GIVEN TASK: Locate every line in the records that contains the string "stem", matching case, and copy each of those lines.

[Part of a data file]
· · · ·

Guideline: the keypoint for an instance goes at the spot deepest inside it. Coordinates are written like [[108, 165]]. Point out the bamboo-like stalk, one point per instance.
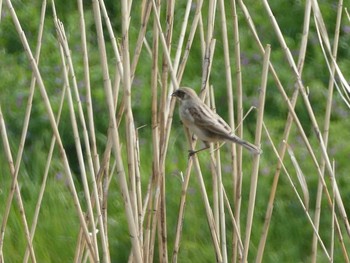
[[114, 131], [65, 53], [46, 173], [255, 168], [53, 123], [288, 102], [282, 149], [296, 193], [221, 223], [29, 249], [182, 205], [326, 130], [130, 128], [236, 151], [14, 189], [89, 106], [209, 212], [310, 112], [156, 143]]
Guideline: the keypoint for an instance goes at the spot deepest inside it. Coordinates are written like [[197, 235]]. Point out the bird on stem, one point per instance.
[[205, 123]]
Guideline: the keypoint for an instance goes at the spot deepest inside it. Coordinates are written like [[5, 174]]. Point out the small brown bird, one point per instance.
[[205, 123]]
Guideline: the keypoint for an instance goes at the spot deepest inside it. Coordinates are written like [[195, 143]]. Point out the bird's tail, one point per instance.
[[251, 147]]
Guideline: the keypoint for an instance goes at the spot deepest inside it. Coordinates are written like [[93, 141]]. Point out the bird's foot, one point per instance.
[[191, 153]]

· · · ·

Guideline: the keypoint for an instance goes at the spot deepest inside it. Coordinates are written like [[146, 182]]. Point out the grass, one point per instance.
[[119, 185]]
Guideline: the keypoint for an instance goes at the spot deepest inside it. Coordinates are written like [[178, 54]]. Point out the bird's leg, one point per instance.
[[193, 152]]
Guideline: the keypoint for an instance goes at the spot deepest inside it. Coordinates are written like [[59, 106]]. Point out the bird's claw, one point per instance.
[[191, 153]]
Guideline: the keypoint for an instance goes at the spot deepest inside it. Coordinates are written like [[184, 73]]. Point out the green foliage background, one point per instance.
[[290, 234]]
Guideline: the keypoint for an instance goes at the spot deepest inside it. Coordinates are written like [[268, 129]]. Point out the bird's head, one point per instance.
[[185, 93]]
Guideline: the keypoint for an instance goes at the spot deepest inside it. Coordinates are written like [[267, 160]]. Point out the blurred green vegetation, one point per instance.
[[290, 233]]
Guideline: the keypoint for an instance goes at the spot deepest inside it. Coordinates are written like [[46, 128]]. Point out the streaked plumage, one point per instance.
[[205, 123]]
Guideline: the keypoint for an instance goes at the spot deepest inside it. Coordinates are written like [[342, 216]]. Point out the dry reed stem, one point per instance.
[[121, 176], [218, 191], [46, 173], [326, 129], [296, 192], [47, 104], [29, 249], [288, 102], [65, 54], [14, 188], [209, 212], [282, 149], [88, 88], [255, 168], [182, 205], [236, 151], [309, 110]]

· · · ·

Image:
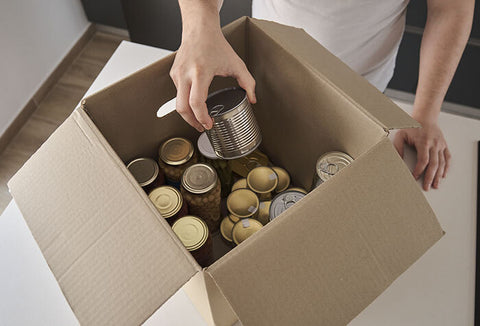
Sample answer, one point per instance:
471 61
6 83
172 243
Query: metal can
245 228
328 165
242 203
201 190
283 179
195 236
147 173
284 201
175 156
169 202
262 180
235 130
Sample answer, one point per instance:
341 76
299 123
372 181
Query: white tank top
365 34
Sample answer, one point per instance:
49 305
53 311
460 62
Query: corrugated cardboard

· · · ·

WRITTEN SOLUTION:
Guideline: the keypoint for an instance goes at the spot deepest inside it. Coordinates are written like [[197, 235]]. Point out the bird on stem, one point per instance.
Guideline: the keypoint for an instance goes at the spot deepest inside it. Coordinates are written like [[342, 216]]. Point out the dry reed stem, one point per instance.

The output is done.